[Start of Recorded information]
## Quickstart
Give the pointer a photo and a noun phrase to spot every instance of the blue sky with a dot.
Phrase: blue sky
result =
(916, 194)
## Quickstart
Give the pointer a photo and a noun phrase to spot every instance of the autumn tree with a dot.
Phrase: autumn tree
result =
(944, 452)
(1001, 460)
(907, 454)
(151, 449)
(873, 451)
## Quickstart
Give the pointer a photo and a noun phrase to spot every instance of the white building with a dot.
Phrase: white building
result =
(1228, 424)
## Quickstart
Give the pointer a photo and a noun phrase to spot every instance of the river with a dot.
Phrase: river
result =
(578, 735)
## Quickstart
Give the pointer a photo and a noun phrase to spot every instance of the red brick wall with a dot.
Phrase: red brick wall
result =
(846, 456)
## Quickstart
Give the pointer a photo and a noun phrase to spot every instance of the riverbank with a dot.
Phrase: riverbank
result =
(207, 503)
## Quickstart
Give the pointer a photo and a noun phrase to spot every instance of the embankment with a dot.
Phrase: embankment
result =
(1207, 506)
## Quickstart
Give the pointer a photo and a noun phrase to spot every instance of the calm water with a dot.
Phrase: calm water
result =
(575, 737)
[End of Recorded information]
[Start of Recorded information]
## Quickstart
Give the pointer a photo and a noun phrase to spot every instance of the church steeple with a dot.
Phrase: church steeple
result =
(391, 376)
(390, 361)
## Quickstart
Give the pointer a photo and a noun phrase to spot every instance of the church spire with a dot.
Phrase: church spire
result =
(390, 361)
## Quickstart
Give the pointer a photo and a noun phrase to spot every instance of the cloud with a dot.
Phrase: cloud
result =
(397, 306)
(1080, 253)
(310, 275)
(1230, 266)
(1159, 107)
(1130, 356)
[End of Recorded information]
Your instructions:
How many lines in the items above contain the string "calm", with case counting? Reply with the number only.

Solved exercise:
2